What is expected: Please render the stretch of the material from the line containing "mark: the balloon envelope" through the last line of the material as a Markdown table with the columns Row and Line. Number each line in the first column, and leave out blank lines.

Excerpted data:
↓

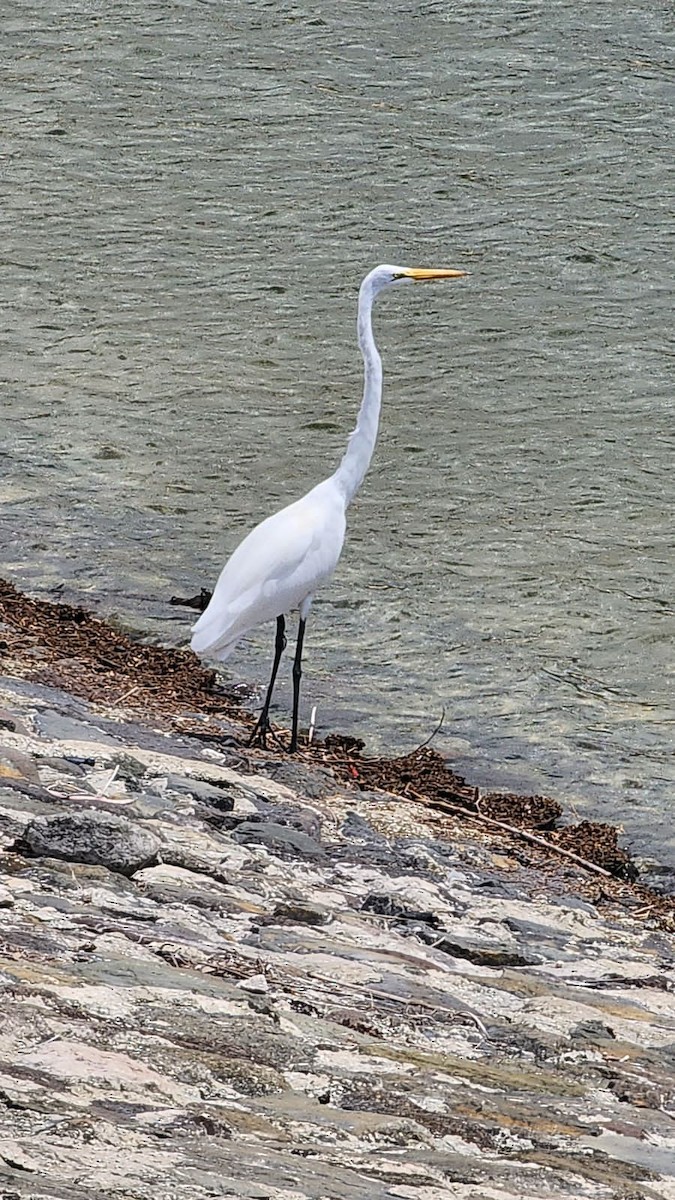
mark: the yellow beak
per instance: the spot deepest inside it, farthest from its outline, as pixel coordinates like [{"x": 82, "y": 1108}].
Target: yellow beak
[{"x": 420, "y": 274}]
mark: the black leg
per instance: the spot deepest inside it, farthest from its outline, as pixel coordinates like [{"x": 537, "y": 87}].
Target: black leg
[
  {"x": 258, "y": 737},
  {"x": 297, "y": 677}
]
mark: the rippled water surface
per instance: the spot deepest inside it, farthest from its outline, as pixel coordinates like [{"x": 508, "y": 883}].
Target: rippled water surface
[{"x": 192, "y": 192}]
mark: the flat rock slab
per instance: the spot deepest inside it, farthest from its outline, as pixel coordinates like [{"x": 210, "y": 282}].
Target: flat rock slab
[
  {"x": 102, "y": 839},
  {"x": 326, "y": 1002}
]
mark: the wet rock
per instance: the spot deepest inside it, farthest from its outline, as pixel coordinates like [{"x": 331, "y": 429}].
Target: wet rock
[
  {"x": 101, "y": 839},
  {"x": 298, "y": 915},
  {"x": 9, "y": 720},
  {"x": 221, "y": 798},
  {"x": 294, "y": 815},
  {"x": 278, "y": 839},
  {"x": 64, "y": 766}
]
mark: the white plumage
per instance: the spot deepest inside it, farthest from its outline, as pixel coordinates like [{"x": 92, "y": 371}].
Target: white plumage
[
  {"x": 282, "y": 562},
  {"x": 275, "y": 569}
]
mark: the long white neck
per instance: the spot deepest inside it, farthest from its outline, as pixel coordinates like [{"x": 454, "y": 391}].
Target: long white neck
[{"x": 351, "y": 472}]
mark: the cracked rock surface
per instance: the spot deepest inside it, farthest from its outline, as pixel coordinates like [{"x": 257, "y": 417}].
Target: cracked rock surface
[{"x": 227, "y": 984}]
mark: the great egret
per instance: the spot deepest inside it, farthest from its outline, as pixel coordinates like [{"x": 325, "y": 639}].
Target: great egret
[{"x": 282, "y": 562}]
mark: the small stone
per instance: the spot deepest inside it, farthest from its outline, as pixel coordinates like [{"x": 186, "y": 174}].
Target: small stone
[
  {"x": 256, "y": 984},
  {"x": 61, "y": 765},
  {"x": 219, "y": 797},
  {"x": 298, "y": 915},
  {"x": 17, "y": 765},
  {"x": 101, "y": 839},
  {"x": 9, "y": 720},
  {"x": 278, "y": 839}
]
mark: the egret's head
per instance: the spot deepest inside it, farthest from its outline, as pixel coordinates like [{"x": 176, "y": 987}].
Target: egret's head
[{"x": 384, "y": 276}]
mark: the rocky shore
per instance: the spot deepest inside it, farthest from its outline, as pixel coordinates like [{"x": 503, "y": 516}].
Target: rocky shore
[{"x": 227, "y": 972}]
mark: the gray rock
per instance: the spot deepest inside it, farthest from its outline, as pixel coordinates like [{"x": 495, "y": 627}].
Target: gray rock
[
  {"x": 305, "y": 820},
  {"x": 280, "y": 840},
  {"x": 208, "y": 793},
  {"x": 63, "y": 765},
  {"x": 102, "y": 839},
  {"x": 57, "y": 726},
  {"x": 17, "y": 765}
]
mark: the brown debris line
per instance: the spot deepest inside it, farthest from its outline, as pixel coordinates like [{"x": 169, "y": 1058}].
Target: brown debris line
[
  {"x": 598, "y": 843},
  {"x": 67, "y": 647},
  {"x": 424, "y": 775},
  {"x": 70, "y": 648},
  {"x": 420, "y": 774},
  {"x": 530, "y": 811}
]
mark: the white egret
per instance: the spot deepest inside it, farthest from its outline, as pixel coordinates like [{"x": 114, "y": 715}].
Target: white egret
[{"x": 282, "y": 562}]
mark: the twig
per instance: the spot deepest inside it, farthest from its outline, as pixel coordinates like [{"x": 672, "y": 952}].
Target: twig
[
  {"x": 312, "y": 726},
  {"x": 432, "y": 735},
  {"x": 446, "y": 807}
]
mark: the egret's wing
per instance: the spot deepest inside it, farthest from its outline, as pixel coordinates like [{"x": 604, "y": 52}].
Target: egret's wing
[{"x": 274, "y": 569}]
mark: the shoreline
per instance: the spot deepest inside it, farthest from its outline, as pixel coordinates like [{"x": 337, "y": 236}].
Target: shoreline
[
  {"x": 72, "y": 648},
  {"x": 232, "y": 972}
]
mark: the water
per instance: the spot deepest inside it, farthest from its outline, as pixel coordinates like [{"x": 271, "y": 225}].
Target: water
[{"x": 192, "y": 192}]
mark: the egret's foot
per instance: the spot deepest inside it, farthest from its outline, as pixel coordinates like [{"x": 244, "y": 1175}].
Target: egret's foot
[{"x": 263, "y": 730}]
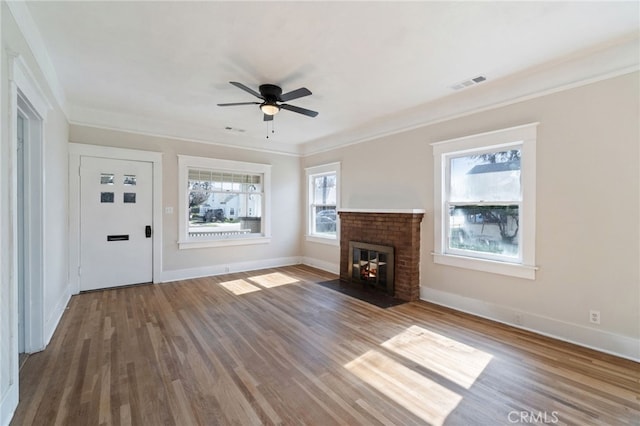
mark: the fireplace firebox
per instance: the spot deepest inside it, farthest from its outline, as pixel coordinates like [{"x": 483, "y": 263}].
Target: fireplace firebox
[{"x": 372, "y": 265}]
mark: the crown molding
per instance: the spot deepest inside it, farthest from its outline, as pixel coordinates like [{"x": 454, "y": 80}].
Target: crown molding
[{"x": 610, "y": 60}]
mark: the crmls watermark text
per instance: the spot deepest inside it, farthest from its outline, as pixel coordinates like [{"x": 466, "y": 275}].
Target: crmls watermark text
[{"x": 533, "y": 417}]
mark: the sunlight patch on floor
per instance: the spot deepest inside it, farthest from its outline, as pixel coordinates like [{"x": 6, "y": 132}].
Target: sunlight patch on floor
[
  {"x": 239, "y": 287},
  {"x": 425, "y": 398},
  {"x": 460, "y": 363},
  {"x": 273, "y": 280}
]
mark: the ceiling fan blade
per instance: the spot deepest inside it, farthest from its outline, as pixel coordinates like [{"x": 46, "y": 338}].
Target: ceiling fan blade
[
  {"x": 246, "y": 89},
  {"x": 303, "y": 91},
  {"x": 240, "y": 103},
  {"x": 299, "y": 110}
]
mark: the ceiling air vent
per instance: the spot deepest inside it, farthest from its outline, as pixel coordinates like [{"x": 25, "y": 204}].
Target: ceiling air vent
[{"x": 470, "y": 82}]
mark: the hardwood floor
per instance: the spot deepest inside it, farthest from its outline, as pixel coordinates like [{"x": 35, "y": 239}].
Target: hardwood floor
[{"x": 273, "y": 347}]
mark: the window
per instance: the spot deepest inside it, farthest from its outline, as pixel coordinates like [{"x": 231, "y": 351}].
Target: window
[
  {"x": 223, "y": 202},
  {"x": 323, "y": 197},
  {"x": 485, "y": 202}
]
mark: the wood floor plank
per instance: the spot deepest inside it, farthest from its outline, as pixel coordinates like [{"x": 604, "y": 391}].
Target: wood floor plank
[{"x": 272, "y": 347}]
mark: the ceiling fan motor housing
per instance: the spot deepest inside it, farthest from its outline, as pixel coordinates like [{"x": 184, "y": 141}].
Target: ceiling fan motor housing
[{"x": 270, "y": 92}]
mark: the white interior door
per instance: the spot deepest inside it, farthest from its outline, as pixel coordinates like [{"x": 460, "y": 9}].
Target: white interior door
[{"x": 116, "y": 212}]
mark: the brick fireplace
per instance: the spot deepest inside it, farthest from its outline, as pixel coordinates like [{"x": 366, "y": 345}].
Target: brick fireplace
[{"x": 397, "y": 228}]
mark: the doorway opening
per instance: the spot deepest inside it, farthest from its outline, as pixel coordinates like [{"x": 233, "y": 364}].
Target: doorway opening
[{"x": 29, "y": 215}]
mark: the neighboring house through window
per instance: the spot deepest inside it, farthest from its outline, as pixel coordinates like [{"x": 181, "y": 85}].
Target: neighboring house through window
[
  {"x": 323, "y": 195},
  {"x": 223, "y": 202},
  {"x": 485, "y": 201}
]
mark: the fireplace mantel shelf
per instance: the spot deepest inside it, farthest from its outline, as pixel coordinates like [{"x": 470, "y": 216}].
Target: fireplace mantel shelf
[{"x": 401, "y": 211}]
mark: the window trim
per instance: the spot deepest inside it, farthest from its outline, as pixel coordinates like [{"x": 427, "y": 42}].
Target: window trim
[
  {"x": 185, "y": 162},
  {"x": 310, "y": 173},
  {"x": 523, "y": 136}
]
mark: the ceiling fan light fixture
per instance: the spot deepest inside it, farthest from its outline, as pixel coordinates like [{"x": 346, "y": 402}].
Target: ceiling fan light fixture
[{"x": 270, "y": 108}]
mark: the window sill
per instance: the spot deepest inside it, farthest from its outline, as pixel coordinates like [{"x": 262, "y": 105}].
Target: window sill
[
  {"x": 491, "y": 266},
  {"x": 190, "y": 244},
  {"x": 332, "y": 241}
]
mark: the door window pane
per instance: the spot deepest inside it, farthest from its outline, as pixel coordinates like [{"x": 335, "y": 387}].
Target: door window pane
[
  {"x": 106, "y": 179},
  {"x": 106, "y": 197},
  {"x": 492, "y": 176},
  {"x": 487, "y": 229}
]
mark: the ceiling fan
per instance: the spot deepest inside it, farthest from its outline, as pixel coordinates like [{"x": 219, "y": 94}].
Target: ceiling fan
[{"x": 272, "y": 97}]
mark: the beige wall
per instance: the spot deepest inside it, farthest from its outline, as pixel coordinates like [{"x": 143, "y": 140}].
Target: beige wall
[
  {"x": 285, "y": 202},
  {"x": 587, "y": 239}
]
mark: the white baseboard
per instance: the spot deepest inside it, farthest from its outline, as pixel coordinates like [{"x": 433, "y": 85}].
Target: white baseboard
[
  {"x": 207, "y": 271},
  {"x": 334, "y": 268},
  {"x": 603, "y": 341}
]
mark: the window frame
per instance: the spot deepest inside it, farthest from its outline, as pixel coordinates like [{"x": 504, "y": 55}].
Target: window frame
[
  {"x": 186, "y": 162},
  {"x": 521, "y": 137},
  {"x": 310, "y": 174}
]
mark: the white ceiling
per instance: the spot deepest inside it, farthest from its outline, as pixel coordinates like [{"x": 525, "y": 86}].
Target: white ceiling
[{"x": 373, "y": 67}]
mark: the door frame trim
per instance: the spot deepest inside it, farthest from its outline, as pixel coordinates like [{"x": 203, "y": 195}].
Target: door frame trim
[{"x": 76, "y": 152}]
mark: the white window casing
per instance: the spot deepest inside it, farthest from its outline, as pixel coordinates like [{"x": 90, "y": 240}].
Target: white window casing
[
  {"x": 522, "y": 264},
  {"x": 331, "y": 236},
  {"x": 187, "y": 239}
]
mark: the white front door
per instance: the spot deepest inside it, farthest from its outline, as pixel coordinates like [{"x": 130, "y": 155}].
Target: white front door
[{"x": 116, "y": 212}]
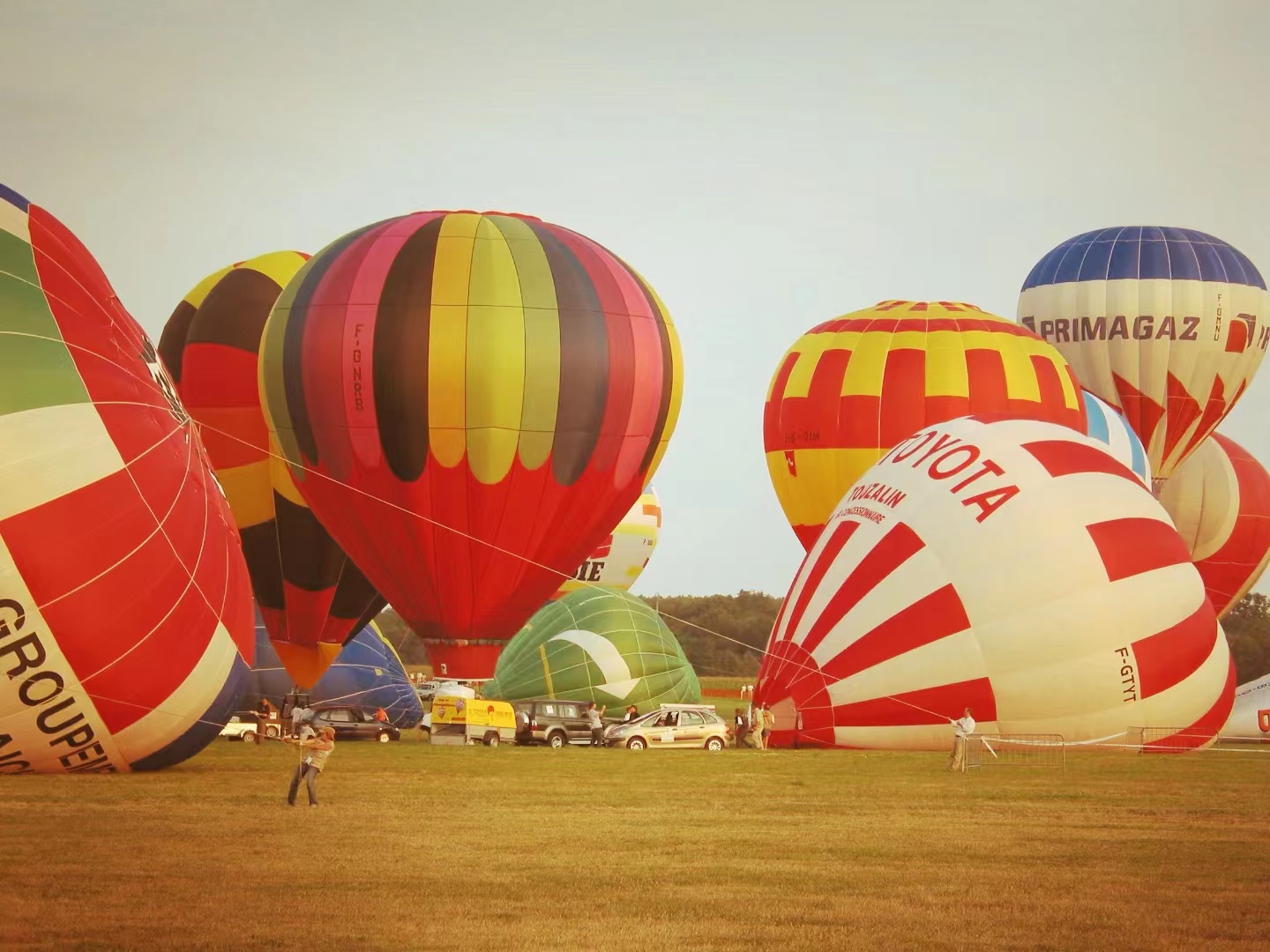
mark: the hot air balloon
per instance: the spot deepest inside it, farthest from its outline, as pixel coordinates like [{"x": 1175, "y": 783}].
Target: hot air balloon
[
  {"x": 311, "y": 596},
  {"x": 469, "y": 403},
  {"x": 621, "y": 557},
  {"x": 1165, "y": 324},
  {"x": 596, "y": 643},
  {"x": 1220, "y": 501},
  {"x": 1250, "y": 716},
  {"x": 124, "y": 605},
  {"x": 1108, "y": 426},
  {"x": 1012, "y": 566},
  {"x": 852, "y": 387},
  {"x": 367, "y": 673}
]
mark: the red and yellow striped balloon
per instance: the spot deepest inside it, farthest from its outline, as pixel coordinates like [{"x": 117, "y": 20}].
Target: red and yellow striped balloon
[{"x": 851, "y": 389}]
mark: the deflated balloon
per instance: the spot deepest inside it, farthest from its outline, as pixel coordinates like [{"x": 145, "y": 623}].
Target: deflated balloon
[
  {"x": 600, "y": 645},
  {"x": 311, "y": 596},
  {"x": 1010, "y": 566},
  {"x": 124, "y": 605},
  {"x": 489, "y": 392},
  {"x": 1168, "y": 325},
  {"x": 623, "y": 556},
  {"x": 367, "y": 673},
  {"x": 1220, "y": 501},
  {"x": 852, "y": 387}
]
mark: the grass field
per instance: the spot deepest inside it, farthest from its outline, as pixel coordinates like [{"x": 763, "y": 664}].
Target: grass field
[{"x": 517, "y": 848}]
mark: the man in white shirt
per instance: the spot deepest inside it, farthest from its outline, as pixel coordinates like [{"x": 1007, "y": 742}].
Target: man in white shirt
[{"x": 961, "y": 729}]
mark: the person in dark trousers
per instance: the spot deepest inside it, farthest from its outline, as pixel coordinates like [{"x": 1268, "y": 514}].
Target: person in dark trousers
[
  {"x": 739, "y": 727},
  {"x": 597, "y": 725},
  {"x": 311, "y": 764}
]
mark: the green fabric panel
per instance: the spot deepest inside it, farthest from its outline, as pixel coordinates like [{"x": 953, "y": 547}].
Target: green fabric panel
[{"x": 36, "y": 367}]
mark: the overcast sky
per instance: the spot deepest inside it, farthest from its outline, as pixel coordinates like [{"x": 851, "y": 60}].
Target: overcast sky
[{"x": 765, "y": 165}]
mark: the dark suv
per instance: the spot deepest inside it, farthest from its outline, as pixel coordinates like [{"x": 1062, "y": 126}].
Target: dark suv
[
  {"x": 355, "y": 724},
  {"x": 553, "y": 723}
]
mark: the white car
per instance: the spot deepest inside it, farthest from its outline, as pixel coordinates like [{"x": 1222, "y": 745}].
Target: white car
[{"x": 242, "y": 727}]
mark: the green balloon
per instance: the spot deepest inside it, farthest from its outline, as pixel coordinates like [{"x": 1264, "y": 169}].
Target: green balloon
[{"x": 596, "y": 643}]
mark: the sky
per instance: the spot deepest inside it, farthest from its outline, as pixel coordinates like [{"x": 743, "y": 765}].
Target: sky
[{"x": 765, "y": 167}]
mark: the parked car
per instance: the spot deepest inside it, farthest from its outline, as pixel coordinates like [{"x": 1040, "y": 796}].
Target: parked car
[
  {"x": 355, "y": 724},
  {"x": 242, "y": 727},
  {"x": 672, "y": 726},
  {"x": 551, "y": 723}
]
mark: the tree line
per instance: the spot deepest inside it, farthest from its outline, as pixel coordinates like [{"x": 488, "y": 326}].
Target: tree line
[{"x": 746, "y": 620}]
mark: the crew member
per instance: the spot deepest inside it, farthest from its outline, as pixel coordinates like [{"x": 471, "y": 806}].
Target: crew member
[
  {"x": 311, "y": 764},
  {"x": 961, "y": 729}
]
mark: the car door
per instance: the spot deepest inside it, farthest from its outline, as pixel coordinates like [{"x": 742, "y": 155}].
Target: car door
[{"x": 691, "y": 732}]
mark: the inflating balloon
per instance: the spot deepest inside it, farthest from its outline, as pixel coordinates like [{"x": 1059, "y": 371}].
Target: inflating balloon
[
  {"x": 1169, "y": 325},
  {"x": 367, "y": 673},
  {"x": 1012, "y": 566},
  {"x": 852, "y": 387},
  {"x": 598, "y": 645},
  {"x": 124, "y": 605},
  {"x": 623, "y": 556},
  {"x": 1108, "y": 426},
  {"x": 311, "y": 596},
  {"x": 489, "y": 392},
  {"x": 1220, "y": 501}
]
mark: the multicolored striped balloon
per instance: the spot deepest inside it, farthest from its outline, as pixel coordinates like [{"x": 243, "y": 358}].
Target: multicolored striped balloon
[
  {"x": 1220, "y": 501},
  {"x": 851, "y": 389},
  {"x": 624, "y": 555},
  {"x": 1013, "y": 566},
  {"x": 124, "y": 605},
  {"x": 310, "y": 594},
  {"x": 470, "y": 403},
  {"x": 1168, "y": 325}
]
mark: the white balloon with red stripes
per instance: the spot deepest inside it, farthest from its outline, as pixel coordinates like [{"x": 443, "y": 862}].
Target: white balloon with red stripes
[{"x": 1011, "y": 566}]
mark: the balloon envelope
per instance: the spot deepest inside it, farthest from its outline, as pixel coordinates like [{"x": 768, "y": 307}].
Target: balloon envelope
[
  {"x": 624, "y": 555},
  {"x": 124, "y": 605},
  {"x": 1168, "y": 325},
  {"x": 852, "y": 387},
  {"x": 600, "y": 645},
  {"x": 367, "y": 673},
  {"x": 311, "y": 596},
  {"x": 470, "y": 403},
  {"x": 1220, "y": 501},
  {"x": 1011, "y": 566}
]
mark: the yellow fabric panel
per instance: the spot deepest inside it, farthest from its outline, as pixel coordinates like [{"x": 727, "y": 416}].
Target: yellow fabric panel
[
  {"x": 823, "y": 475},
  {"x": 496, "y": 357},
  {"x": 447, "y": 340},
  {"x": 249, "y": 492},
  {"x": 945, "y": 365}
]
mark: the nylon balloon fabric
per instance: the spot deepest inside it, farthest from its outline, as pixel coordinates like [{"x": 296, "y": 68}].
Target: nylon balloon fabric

↑

Solution below:
| Row | Line |
|---|---|
| 1 | mark: the balloon envelope |
| 2 | per instance: the spot deepest inside it, farthest from its outline, as pixel coordinates like [{"x": 768, "y": 307}]. |
| 3 | Target: balloon envelope |
| 4 | [ |
| 5 |   {"x": 624, "y": 555}, |
| 6 |   {"x": 124, "y": 605}, |
| 7 |   {"x": 1168, "y": 325}, |
| 8 |   {"x": 852, "y": 387}, |
| 9 |   {"x": 600, "y": 645}, |
| 10 |   {"x": 367, "y": 673}, |
| 11 |   {"x": 311, "y": 596}, |
| 12 |   {"x": 470, "y": 403}, |
| 13 |   {"x": 1220, "y": 501}, |
| 14 |   {"x": 1011, "y": 566} |
| 15 | ] |
| 16 | mark: the yellow fabric panel |
| 17 | per instance: the spot deepest inside it, farthest from its outline, as pixel coordinates like [{"x": 727, "y": 416}]. |
| 18 | Target: yellow fabric panel |
| 19 | [ |
| 20 |   {"x": 823, "y": 475}, |
| 21 |   {"x": 496, "y": 357}, |
| 22 |   {"x": 447, "y": 340}, |
| 23 |   {"x": 249, "y": 492}, |
| 24 |   {"x": 945, "y": 365} |
| 25 | ] |
| 26 | mark: the nylon balloon fabric |
| 27 | per instance: the spot deepest inside it, farthest from its outline, as pixel coordinates like [{"x": 296, "y": 68}]. |
| 28 | Target: nylon balloon fabric |